Consignes et exigences:
Renvoie toutes les lignes des enregistrements qui contiennent le mot "ceiling". Respecte la casse.

Lignes de données:
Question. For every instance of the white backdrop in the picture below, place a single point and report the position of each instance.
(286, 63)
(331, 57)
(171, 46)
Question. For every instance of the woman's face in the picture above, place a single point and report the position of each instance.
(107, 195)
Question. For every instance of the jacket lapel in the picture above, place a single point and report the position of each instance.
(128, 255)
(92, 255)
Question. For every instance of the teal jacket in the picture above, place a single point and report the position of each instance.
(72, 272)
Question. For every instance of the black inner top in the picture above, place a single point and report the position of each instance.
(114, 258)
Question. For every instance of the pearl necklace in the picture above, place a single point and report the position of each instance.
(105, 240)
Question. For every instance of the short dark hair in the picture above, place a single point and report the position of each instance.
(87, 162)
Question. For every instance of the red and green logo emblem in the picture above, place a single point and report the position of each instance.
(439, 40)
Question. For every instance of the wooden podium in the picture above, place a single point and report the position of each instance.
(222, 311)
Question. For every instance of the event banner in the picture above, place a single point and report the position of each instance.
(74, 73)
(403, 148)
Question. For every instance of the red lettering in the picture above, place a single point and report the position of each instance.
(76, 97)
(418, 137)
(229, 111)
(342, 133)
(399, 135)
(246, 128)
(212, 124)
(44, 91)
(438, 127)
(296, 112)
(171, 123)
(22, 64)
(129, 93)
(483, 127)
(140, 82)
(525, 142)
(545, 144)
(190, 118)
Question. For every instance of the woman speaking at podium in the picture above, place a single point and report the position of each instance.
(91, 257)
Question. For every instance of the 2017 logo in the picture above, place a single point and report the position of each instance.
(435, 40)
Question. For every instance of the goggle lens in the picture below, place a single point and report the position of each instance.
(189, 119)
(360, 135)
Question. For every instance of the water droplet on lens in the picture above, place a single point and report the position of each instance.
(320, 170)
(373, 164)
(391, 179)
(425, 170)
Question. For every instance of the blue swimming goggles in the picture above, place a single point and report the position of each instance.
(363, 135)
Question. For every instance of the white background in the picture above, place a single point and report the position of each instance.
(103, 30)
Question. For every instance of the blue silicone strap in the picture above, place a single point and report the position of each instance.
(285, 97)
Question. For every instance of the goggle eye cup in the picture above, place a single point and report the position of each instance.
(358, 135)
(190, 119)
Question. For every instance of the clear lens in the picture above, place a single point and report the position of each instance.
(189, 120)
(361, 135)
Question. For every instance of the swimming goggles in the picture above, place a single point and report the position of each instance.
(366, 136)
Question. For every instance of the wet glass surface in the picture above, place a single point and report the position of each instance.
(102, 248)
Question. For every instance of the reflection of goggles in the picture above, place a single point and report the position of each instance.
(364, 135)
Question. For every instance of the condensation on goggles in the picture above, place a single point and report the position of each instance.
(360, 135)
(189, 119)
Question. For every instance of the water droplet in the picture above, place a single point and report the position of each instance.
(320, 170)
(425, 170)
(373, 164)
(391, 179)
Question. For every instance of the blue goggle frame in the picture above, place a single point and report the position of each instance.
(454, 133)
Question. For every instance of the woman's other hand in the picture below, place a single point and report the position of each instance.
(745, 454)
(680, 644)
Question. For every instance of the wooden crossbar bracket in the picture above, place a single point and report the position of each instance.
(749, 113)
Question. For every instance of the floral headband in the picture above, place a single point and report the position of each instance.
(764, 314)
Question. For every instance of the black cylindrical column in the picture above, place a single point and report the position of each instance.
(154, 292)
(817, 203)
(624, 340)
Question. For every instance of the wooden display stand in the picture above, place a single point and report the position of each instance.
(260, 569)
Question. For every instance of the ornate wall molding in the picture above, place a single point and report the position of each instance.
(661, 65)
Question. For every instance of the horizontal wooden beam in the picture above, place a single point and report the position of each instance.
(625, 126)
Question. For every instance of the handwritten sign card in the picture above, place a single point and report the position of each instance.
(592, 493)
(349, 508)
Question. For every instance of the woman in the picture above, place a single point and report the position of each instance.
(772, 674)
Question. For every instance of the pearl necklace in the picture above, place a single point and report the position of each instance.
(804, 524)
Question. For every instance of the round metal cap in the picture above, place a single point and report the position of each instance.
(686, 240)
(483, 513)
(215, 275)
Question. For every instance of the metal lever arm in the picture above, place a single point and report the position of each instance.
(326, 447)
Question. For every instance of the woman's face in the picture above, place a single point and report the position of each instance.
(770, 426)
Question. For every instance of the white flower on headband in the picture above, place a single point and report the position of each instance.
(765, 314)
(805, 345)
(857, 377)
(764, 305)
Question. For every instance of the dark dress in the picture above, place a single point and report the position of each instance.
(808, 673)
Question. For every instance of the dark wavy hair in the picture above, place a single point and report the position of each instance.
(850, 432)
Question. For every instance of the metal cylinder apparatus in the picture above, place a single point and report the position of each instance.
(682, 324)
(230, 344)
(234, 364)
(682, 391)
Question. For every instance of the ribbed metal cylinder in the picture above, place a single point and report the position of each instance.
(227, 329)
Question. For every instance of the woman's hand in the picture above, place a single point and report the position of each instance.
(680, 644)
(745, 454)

* * *

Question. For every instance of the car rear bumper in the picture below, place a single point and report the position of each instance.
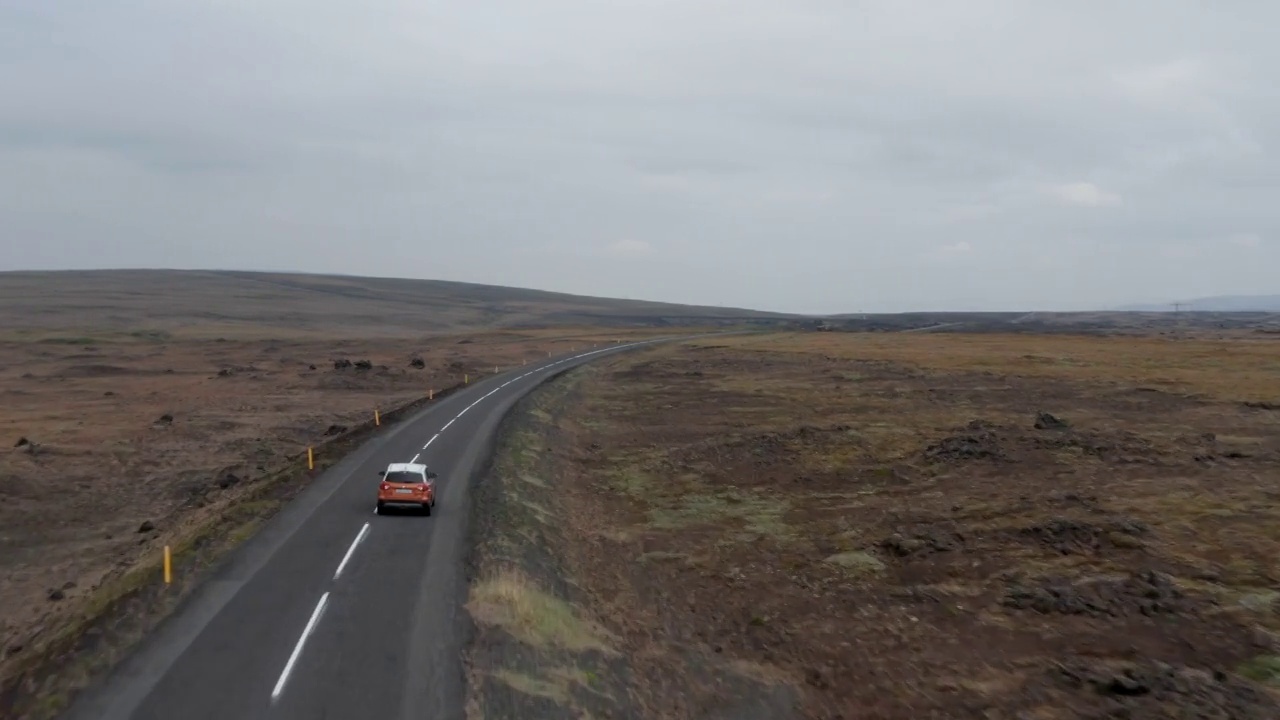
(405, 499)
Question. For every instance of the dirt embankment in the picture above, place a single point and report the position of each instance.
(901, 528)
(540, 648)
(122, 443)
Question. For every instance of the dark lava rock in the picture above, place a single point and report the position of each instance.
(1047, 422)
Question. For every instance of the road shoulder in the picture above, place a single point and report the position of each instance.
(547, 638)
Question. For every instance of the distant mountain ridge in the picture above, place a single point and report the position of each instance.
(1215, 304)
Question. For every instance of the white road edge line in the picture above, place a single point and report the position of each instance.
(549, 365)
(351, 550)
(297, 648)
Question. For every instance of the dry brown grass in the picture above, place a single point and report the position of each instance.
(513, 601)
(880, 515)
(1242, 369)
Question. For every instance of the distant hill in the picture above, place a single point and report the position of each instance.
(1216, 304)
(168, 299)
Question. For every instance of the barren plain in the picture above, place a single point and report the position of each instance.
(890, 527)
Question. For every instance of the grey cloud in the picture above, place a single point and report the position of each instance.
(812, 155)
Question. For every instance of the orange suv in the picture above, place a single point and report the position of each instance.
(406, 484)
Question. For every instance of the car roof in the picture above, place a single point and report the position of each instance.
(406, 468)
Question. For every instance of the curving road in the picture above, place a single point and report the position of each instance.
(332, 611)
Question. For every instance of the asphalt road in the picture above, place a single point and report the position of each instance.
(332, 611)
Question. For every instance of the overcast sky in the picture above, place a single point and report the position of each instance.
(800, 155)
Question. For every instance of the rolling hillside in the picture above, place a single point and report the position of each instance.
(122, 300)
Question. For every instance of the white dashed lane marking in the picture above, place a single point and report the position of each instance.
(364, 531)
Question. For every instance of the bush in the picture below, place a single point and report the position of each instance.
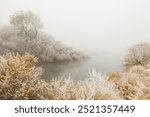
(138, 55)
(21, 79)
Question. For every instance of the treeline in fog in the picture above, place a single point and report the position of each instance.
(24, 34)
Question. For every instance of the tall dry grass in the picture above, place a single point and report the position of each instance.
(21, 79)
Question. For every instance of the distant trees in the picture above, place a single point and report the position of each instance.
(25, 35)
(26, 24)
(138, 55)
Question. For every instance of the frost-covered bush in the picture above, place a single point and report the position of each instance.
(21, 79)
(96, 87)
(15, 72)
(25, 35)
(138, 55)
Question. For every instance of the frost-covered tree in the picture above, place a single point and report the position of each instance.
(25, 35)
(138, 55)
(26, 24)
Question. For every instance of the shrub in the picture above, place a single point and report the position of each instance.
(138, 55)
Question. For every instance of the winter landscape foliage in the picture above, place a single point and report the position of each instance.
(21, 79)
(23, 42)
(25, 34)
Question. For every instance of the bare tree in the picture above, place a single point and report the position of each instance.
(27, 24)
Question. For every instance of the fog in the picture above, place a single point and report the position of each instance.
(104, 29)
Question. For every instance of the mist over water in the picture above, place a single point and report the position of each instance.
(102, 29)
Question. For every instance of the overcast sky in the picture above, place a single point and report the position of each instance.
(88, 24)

* * *

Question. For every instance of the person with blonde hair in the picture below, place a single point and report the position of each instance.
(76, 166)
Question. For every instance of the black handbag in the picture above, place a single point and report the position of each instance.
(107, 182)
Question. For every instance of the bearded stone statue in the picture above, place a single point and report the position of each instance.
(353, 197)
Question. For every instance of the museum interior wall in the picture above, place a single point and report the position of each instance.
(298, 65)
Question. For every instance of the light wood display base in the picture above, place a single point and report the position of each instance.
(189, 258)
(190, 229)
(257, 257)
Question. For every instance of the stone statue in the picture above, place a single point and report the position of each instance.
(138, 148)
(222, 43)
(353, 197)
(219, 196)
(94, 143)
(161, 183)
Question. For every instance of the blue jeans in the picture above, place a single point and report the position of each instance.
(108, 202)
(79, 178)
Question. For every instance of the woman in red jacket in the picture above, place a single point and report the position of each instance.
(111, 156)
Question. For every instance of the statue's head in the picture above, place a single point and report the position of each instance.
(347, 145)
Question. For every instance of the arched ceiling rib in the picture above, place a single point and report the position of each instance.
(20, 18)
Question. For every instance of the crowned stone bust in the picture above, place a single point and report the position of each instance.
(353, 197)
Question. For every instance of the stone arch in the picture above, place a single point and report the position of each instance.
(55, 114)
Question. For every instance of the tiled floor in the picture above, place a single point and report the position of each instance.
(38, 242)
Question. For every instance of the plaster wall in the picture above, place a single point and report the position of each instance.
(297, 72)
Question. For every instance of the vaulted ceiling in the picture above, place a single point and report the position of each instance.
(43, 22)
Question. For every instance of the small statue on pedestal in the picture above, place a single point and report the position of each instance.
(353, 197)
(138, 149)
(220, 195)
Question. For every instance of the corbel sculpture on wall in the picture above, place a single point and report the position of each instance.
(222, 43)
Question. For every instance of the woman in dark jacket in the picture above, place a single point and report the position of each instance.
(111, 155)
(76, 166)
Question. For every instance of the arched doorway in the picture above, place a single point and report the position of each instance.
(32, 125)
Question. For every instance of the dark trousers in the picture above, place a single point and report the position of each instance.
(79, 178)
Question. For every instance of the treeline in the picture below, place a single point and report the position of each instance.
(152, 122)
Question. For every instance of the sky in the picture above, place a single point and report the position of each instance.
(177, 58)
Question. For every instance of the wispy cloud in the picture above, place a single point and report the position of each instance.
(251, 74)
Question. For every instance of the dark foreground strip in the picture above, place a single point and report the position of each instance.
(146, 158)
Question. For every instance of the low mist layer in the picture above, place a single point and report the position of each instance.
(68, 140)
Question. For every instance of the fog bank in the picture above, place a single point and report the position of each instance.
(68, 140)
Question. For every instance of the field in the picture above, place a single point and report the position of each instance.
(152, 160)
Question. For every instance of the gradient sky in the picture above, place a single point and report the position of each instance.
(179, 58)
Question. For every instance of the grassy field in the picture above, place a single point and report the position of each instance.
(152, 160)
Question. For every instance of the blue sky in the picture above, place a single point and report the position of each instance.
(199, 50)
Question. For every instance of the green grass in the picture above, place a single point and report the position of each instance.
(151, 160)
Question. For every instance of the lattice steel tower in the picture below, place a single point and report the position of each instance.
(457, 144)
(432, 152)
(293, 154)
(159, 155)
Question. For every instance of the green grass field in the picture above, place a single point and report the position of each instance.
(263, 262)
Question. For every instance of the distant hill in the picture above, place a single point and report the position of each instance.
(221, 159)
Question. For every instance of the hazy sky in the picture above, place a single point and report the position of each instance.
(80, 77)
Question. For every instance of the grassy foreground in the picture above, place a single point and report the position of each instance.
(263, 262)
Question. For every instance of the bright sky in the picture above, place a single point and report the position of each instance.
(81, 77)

Réponse au problème:
Question. For every instance of the arched ceiling rib in the picture above, place a single point and report the position of each instance.
Question. For every instance of the vaulted ceiling in the picture above, place a single point and report the position of each instance.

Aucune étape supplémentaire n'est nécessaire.